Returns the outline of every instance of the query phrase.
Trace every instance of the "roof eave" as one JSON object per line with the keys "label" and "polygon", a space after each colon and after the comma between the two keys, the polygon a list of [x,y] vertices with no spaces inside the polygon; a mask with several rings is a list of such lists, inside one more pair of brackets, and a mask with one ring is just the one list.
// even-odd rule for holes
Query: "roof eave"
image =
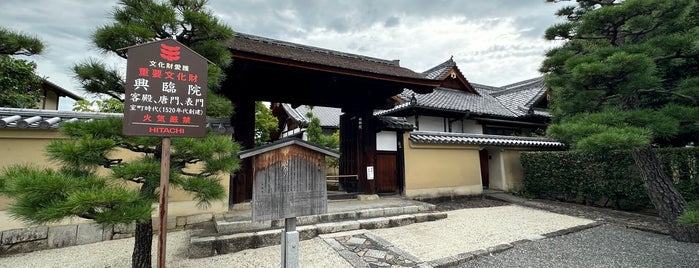
{"label": "roof eave", "polygon": [[235,48],[231,48],[230,50],[231,50],[231,54],[233,55],[234,58],[246,59],[246,60],[251,60],[251,61],[258,61],[258,62],[270,63],[270,64],[278,64],[278,65],[289,66],[289,67],[294,67],[294,68],[302,68],[302,69],[307,69],[307,70],[312,70],[312,71],[320,71],[320,72],[349,75],[349,76],[356,76],[356,77],[362,77],[362,78],[370,78],[370,79],[381,80],[381,81],[386,81],[386,82],[400,83],[400,84],[403,84],[404,87],[410,88],[413,91],[416,91],[418,93],[428,93],[428,92],[432,91],[432,89],[434,89],[435,87],[438,87],[439,82],[440,82],[440,81],[432,80],[432,79],[372,73],[372,72],[367,72],[367,71],[354,70],[354,69],[348,69],[348,68],[340,68],[340,67],[328,66],[328,65],[317,64],[317,63],[295,61],[295,60],[283,59],[283,58],[279,58],[279,57],[268,56],[268,55],[263,55],[263,54],[259,54],[259,53],[249,52],[249,51],[237,50]]}

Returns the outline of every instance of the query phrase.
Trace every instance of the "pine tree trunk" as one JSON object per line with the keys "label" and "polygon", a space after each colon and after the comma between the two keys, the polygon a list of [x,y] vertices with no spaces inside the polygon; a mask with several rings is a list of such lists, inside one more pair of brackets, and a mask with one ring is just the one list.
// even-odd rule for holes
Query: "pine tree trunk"
{"label": "pine tree trunk", "polygon": [[[141,196],[147,197],[153,194],[157,186],[149,183],[141,185]],[[151,268],[151,250],[153,246],[153,220],[147,220],[136,223],[136,233],[134,234],[135,242],[133,253],[131,254],[132,268]]]}
{"label": "pine tree trunk", "polygon": [[153,244],[153,222],[151,219],[136,223],[136,234],[131,255],[131,267],[150,268],[151,267],[151,247]]}
{"label": "pine tree trunk", "polygon": [[675,188],[672,178],[663,172],[655,151],[650,147],[644,147],[634,150],[632,155],[643,186],[660,218],[667,224],[670,236],[678,241],[699,243],[699,228],[677,221],[677,217],[684,212],[687,201]]}

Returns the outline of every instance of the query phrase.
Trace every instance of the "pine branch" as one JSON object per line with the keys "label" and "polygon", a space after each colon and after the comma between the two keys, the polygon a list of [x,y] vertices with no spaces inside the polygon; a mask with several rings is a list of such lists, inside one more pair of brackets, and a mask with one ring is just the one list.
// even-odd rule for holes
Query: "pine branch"
{"label": "pine branch", "polygon": [[653,61],[660,62],[671,59],[691,59],[699,57],[699,53],[682,55],[682,50],[678,49],[674,54],[653,58]]}
{"label": "pine branch", "polygon": [[642,89],[642,90],[639,90],[639,91],[638,91],[638,93],[652,93],[652,92],[655,92],[655,93],[665,93],[665,94],[674,95],[674,96],[677,96],[677,97],[681,97],[681,98],[687,99],[687,100],[691,101],[692,103],[694,103],[695,105],[699,104],[699,102],[697,101],[696,98],[694,98],[694,97],[692,97],[692,96],[684,95],[684,94],[681,94],[681,93],[677,93],[677,92],[674,92],[674,91],[672,91],[672,90],[661,89],[661,88],[651,88],[651,89]]}

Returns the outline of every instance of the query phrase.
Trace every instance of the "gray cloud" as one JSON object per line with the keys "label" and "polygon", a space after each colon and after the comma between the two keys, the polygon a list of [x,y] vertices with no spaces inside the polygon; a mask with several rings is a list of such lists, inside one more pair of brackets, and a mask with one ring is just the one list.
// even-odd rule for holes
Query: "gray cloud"
{"label": "gray cloud", "polygon": [[394,27],[394,26],[398,26],[398,24],[400,24],[400,18],[399,18],[399,17],[396,17],[396,16],[393,16],[393,17],[388,18],[388,19],[383,23],[383,26],[386,27],[386,28],[391,28],[391,27]]}
{"label": "gray cloud", "polygon": [[[44,40],[46,53],[31,59],[42,75],[75,91],[70,67],[89,56],[105,57],[91,44],[90,35],[111,22],[116,2],[2,0],[0,25]],[[213,13],[236,31],[400,59],[415,71],[454,55],[471,81],[494,85],[538,75],[549,46],[543,32],[557,22],[553,14],[560,6],[544,0],[209,1]],[[491,36],[497,34],[503,36]],[[123,64],[107,59],[112,65]]]}

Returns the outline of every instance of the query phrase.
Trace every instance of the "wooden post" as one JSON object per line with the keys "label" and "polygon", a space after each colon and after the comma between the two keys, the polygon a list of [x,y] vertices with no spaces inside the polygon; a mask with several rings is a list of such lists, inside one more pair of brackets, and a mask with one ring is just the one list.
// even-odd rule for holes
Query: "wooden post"
{"label": "wooden post", "polygon": [[158,268],[165,268],[165,247],[167,244],[167,195],[170,188],[170,137],[163,138],[163,151],[160,159],[160,204],[158,218]]}
{"label": "wooden post", "polygon": [[362,129],[359,130],[359,135],[361,136],[361,148],[359,152],[361,154],[362,160],[360,172],[360,185],[362,185],[362,194],[375,194],[376,193],[376,180],[374,178],[369,178],[367,167],[376,166],[376,126],[374,124],[374,115],[371,109],[365,108],[361,113],[362,118]]}
{"label": "wooden post", "polygon": [[[233,140],[243,149],[255,148],[255,101],[240,97],[234,102],[234,115],[231,120],[235,132]],[[240,169],[231,174],[228,196],[228,210],[233,205],[252,199],[252,162],[250,159],[240,160]]]}

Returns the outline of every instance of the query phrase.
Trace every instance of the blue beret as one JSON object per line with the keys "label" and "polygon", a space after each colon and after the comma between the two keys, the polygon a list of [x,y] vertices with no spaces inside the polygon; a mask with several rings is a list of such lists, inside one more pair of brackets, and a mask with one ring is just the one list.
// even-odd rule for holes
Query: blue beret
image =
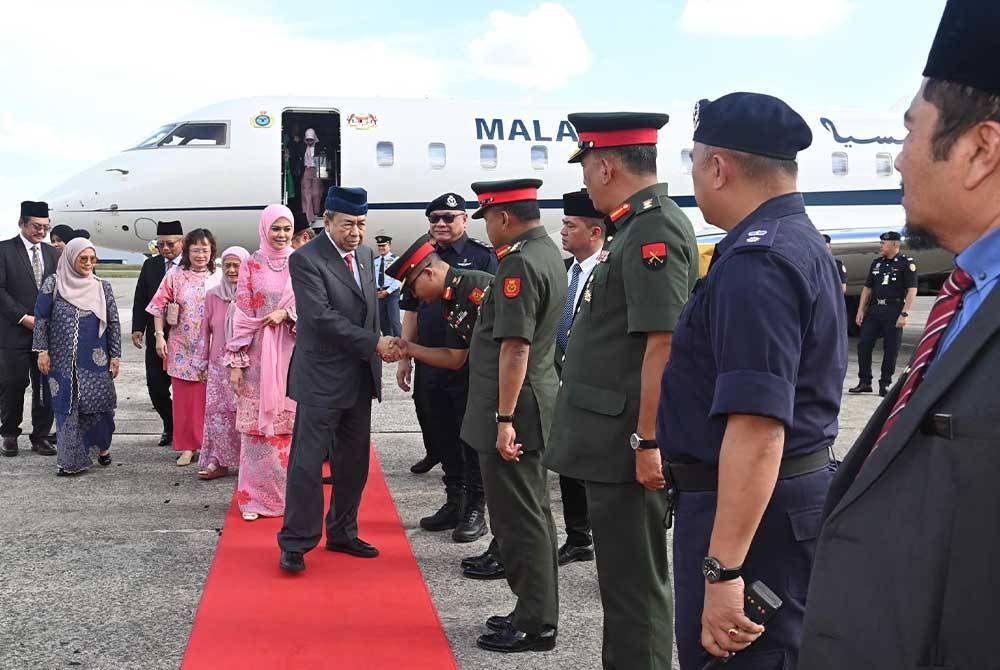
{"label": "blue beret", "polygon": [[812,144],[812,131],[783,100],[762,93],[730,93],[695,105],[694,141],[793,161]]}
{"label": "blue beret", "polygon": [[340,212],[351,216],[368,213],[368,191],[363,188],[331,186],[326,192],[325,208],[329,212]]}
{"label": "blue beret", "polygon": [[424,216],[430,216],[431,212],[447,209],[465,209],[465,198],[458,193],[442,193],[434,198],[424,210]]}
{"label": "blue beret", "polygon": [[1000,11],[985,0],[948,0],[924,76],[1000,93],[996,66]]}
{"label": "blue beret", "polygon": [[903,239],[903,236],[897,233],[895,230],[890,230],[886,233],[882,233],[881,235],[878,236],[878,238],[885,242],[899,242],[900,240]]}

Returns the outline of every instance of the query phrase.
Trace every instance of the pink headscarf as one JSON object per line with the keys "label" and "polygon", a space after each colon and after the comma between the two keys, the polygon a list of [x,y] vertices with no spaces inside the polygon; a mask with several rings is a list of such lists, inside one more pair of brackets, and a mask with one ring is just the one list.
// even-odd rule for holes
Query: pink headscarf
{"label": "pink headscarf", "polygon": [[56,293],[74,307],[94,313],[101,322],[97,332],[99,337],[108,327],[108,305],[104,298],[104,286],[101,285],[101,280],[93,274],[85,277],[73,267],[77,256],[83,253],[84,249],[93,249],[95,253],[97,252],[97,248],[90,240],[82,237],[74,238],[66,244],[56,265]]}
{"label": "pink headscarf", "polygon": [[[254,290],[267,293],[280,293],[281,299],[275,309],[290,310],[295,305],[292,293],[292,277],[288,271],[288,257],[292,247],[288,245],[278,251],[267,240],[271,224],[278,219],[294,220],[292,211],[284,205],[268,205],[260,215],[260,249],[254,252],[252,259],[257,259],[261,269],[254,274]],[[268,261],[271,262],[268,262]],[[250,272],[247,265],[250,259],[240,266],[241,279],[244,273]],[[276,269],[276,268],[280,268]],[[232,305],[236,305],[234,300]],[[269,326],[267,314],[249,316],[238,306],[233,310],[232,335],[226,342],[230,351],[239,351],[247,347],[255,337],[260,338],[260,405],[257,414],[257,427],[267,437],[274,435],[274,422],[282,410],[295,409],[295,401],[286,397],[288,367],[291,363],[292,349],[295,338],[291,333],[291,324],[287,321],[280,326]]]}
{"label": "pink headscarf", "polygon": [[[250,252],[243,247],[228,247],[219,256],[223,263],[226,262],[226,256],[234,256],[240,259],[240,267],[242,267],[246,259],[250,258]],[[223,276],[219,280],[219,283],[212,289],[212,293],[218,296],[219,299],[229,303],[229,309],[226,310],[227,340],[233,336],[233,314],[236,312],[236,284],[237,282],[231,282]]]}

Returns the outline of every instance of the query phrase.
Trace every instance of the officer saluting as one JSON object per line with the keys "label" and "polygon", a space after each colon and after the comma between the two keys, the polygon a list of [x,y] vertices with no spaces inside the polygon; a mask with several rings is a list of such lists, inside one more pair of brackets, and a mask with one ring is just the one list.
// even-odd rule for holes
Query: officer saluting
{"label": "officer saluting", "polygon": [[855,321],[861,326],[858,337],[858,385],[848,393],[871,393],[872,350],[882,338],[882,377],[878,394],[885,396],[892,386],[896,355],[903,327],[917,297],[917,264],[900,253],[901,236],[894,230],[879,235],[882,255],[872,261],[861,290]]}
{"label": "officer saluting", "polygon": [[375,244],[378,246],[378,258],[375,259],[375,288],[378,293],[378,315],[379,325],[382,327],[383,335],[399,337],[402,328],[399,325],[399,282],[391,275],[386,274],[386,268],[396,260],[392,253],[392,238],[386,234],[375,236]]}
{"label": "officer saluting", "polygon": [[[833,241],[830,239],[829,235],[823,235],[823,241],[826,242],[826,250],[833,254]],[[834,257],[837,261],[837,271],[840,273],[840,287],[847,293],[847,266],[844,265],[844,261],[837,257]]]}
{"label": "officer saluting", "polygon": [[[796,186],[802,117],[732,93],[702,100],[694,126],[695,198],[728,234],[677,323],[657,416],[678,656],[795,667],[847,366],[840,276]],[[766,631],[743,612],[755,580],[784,601]]]}
{"label": "officer saluting", "polygon": [[586,482],[605,668],[668,668],[673,656],[654,433],[659,381],[698,277],[698,247],[691,222],[657,183],[656,139],[667,118],[569,115],[581,140],[570,162],[581,163],[594,207],[609,215],[568,332],[545,464]]}

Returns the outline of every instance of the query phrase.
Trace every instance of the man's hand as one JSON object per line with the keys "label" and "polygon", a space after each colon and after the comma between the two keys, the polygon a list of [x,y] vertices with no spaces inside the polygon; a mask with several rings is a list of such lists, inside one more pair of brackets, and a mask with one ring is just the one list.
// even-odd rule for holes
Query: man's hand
__________________________________________________
**EXERCISE**
Whenever the word "hand" shows up in a line of the entries, list that line.

**RESULT FOR THIS EXERCISE**
Trace every instance of the man's hand as one JSON object per line with the keys "label" and "polygon", a space after each colon and after the comma between the two keys, the polygon a list of [x,y] vertices with no spaces inside the polygon; a mask with several rings is a list of such lists, inside one more pair of brackets, and a mask with one ring is just the one list.
Query: man's hand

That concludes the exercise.